Task goal
Please quote the lines below verbatim, keeping every character unchanged.
--- start Provided records ---
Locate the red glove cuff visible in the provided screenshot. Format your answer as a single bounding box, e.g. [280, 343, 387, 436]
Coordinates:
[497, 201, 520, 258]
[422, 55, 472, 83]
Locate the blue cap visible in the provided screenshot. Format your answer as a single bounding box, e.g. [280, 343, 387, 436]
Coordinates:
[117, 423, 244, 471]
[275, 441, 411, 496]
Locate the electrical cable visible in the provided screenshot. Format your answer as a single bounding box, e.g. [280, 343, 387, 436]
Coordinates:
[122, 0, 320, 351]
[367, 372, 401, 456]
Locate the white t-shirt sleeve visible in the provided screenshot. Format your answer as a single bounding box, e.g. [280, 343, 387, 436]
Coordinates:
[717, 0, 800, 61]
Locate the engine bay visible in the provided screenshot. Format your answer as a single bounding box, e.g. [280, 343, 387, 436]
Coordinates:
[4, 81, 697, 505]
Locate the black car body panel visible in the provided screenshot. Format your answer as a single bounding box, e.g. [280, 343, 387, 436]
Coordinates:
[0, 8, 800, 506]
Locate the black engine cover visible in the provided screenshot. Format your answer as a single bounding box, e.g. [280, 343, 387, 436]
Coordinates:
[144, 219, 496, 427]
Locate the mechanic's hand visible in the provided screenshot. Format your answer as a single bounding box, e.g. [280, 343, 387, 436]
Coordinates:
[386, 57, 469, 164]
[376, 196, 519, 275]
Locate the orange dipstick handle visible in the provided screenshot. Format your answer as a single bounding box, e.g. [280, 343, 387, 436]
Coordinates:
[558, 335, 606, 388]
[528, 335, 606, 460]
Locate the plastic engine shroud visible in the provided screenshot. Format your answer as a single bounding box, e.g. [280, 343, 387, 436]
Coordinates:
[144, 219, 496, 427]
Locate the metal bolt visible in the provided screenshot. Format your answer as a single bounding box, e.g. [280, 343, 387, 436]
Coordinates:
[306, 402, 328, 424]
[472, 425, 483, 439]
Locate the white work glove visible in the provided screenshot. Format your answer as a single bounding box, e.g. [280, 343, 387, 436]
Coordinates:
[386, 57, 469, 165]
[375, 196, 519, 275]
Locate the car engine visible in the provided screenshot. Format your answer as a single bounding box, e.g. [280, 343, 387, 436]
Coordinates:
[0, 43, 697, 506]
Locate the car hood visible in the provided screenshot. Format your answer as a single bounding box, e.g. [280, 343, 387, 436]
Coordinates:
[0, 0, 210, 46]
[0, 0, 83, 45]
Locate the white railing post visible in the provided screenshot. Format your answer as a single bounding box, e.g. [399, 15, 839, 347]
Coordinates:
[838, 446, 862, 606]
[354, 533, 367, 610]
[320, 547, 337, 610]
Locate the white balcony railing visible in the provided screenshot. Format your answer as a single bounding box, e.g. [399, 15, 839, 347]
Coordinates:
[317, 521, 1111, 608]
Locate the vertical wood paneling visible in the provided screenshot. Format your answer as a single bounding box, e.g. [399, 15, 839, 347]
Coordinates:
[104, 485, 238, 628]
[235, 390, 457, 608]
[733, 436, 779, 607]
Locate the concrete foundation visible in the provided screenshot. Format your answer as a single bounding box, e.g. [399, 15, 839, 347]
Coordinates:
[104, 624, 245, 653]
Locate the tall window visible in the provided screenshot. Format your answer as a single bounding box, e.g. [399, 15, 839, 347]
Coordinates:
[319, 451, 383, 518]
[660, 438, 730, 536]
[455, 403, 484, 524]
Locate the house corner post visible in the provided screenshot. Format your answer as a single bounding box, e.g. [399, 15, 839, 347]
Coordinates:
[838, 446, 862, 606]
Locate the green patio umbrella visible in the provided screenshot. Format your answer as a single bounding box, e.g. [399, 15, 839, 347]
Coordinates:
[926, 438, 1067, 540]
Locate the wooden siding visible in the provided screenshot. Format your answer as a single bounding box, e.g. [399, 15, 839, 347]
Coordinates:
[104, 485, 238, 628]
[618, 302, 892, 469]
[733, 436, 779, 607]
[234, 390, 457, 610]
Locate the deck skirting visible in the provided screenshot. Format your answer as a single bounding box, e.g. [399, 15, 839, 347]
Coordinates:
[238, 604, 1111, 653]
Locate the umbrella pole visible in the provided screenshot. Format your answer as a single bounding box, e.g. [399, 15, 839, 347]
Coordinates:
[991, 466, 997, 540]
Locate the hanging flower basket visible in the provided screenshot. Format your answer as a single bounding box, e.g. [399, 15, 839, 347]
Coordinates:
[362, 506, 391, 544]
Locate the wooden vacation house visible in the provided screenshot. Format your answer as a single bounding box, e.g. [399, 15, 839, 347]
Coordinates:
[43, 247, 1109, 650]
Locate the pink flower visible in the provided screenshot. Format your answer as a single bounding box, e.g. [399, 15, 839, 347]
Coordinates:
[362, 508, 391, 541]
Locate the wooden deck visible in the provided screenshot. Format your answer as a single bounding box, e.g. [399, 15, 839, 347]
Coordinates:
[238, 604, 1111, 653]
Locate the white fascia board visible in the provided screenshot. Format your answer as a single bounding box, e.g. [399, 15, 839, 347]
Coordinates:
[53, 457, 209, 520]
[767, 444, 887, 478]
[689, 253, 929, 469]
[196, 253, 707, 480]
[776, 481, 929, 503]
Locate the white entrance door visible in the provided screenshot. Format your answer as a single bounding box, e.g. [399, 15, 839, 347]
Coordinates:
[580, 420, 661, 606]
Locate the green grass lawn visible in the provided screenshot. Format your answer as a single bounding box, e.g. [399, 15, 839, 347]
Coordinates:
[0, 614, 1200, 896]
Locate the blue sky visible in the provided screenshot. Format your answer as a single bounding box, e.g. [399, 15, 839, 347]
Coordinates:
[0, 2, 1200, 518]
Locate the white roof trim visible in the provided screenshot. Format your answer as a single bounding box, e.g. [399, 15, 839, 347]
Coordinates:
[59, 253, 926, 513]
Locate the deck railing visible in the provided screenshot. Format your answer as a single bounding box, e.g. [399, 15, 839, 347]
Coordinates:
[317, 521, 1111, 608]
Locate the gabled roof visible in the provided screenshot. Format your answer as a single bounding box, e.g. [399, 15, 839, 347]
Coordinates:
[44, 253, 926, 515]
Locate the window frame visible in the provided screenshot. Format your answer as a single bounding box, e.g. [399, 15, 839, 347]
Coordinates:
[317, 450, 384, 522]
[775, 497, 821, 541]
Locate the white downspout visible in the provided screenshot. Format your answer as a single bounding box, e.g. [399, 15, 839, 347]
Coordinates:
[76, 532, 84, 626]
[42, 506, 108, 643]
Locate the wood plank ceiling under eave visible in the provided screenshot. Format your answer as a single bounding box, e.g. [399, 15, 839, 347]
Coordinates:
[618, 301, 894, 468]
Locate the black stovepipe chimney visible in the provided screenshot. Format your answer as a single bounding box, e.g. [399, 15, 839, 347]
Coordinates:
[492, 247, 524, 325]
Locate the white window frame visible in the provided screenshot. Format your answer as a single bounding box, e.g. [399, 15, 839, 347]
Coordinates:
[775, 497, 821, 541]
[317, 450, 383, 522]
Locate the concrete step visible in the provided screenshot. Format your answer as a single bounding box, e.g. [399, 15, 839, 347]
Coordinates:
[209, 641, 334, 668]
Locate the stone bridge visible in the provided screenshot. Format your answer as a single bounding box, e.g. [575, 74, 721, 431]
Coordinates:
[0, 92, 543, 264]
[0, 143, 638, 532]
--- end Provided records ---
Output for this exercise
Locate the red glove cuff visible in the provided screenshot. Format your answer as a single bounding box, e.g. [280, 343, 387, 436]
Coordinates:
[497, 201, 520, 258]
[422, 55, 472, 83]
Locate the blue cap visible in the provided screenshot. Format your answer as a single bounding box, e.g. [280, 343, 387, 436]
Coordinates:
[117, 423, 244, 471]
[275, 441, 411, 496]
Locate the electrical cable visible in the provided screenshot. Format your answer as a single bounding box, e.g. [280, 343, 387, 436]
Coordinates:
[122, 0, 320, 351]
[367, 372, 401, 456]
Locate the white t-shirt sleeve visible in the provided screenshot. Format your answer as a single bounding box, e.g. [280, 343, 387, 436]
Coordinates:
[717, 0, 800, 61]
Locate the engine bay visible in the provided screenshot. Format your answer as a single bounding box, e.g. [280, 343, 387, 436]
Coordinates:
[4, 81, 697, 505]
Locate the black car body panel visible in the provided screenshot. Format your answer as a single bounding box, e.g. [280, 343, 387, 436]
Coordinates:
[0, 8, 800, 506]
Locate the black engine cover visible in the provided screenshot. Format your answer as a single bounding box, e.g. [280, 343, 387, 436]
Coordinates:
[144, 219, 496, 427]
Locate the mechanic's hand visible in the provided screenshot. Format your answer as a single bounding box, e.g. [280, 343, 387, 436]
Coordinates:
[386, 57, 469, 164]
[376, 196, 519, 275]
Locate the orange dipstick handle visible in the provided screenshot. Format your answer as a single bounding box, e.g. [280, 343, 387, 436]
Coordinates:
[558, 335, 606, 388]
[528, 335, 606, 460]
Locate the plastic engine shroud visible in the provided screenshot. Format your answer as a single bounding box, e.g. [280, 343, 387, 436]
Coordinates:
[144, 219, 496, 427]
Locate the metal bolt visible in the provided screenshot. Format your answer as a single bounding box, e.g. [280, 343, 387, 436]
Coordinates:
[306, 402, 328, 424]
[472, 425, 483, 439]
Locate the white work glove visible in the provided screenshot. Format your answer as a single bounding box, e.g. [280, 343, 387, 436]
Coordinates:
[386, 57, 469, 165]
[375, 196, 519, 275]
Locate the car engine visible in the provided screenshot. Format your answer as a single bounding box, e.g. [280, 343, 387, 436]
Coordinates:
[0, 43, 697, 506]
Locate the car hood visible in the provided screenshot. Format your answer as a single bounding box, e.g. [280, 343, 387, 436]
Coordinates:
[0, 0, 210, 46]
[0, 0, 83, 45]
Locate the white railing post visible in the provided screenshot. Format your answer as a single bounding box, e.g. [399, 15, 839, 347]
Coordinates:
[838, 446, 862, 606]
[354, 533, 367, 610]
[320, 547, 337, 610]
Locate the white balcony railing visible in the provided screenshot. Format your answer as a single bounding box, e.g. [399, 15, 839, 347]
Coordinates:
[317, 521, 1111, 608]
Locate the vertical wood paneling visible in the provided screenshot. Format your answer as a single bounding box, e.g. [399, 15, 839, 347]
Coordinates:
[104, 485, 238, 628]
[235, 390, 457, 608]
[733, 436, 779, 607]
Locate the concrete foundation visible in the provided screenshot. Format your answer as a single bounding box, e.g. [399, 15, 839, 347]
Coordinates:
[104, 624, 245, 653]
Locate the tall window visible in the provided screenshot. Format your answer as a single bounding box, e.g. [399, 15, 839, 347]
Coordinates:
[319, 451, 383, 518]
[660, 438, 730, 536]
[455, 403, 484, 524]
Locate the house corner post visible in the provided screenshot. Format your answer as a single bounding box, e.g. [399, 15, 839, 347]
Coordinates:
[838, 446, 862, 606]
Locate the green patio umbrella visible in the provided screenshot. Format your answer as a single bounding box, e.g. [399, 15, 839, 347]
Coordinates:
[926, 438, 1067, 540]
Locate the wooden siding visible in the provided screenshot. Format your answer as a single bounding box, e.g. [399, 15, 839, 347]
Coordinates:
[104, 485, 238, 628]
[618, 302, 892, 469]
[733, 436, 779, 607]
[234, 390, 457, 610]
Locate the deck skirting visible in the provided screenshot. Format your answer as a single bounding box, e.g. [399, 15, 839, 347]
Coordinates:
[238, 604, 1111, 653]
Locate the umbrella pole visible in the provided screenshot. Format your answer as a single bounding box, e.g. [399, 15, 839, 347]
Coordinates:
[991, 466, 997, 540]
Locate the hanging flower basket visible in the provided screenshot. Format your answer as a single bounding box, e.g. [399, 15, 839, 347]
Coordinates:
[362, 506, 391, 544]
Locate the wooden vacation house visible in the provided screenshot. Format your answer as a single bounding box, e.g. [399, 15, 839, 347]
Coordinates:
[43, 247, 1109, 650]
Locate the pink flower visible in the provided screenshot. Format your answer as a single bounding box, e.g. [399, 15, 839, 347]
Coordinates:
[362, 508, 391, 541]
Locate the wooden deck visible in the provided screenshot. Format your answer as a single bounding box, e.g. [399, 15, 839, 347]
Coordinates:
[238, 604, 1111, 653]
Locate the white fascia board visible in the provided screenshot. Format your answer as a single bounding box, e.g. [399, 15, 839, 347]
Coordinates:
[53, 457, 209, 520]
[767, 444, 887, 478]
[689, 253, 929, 469]
[196, 253, 707, 480]
[776, 481, 929, 503]
Locate the white entrance door visible in the provided screenshot. Format your answer as a single bounding box, e.g. [399, 15, 839, 347]
Coordinates:
[580, 420, 661, 606]
Locate the green grass lawn visible in the provided screenshot. Format your answer as a single bounding box, e.g. [399, 15, 839, 347]
Coordinates:
[0, 614, 1200, 896]
Locate the blue sky visible in the provided screenshot. Format your answer as a single bounding box, e.g. [399, 15, 839, 347]
Coordinates:
[0, 2, 1200, 518]
Locate the white roof trim visible in the provided screenshot. Format your answer as a single bounding box, e.g. [399, 15, 839, 347]
Coordinates:
[59, 253, 926, 513]
Locate the deck railing visible in the provided screenshot. Format your answer as a single bounding box, e.g. [399, 15, 839, 347]
Coordinates:
[317, 521, 1111, 608]
Locate the gabled roof visible in the provided screenshot. Format your answer as a single bounding box, e.g. [399, 15, 839, 347]
Coordinates:
[44, 253, 926, 515]
Locate the window frame visible in the provided screenshot. Format your answer as a single bounding box, e.g. [399, 15, 839, 347]
Coordinates:
[317, 450, 384, 522]
[775, 497, 821, 541]
Locate the white downspout visible in the provided screenshot. Format your answer as a single bounding box, e.g. [399, 15, 839, 347]
Coordinates:
[76, 532, 84, 626]
[42, 506, 108, 643]
Locate the wood plank ceiling under eave visible in the provided screenshot. Format your answer as a single bounding box, e.g. [399, 15, 839, 347]
Coordinates:
[618, 301, 894, 468]
Locate the black stovepipe chimney visible in the provided screenshot. Format your answer as a single bounding box, e.g. [399, 15, 839, 347]
Coordinates:
[492, 247, 524, 325]
Locate the white window frame visible in the provided screenshot. Format your answer as a single bounding box, e.g. [399, 15, 839, 347]
Coordinates:
[775, 497, 821, 541]
[317, 450, 383, 522]
Locate the concrete step visible in the provided screenshot. Format your answer as a single bounding box, e.g. [399, 15, 839, 347]
Coordinates:
[209, 641, 334, 668]
Locate the stone bridge visible in the provided screenshot. Format your answer as a single bounding box, e.g. [575, 74, 721, 431]
Coordinates:
[0, 92, 543, 264]
[0, 143, 638, 532]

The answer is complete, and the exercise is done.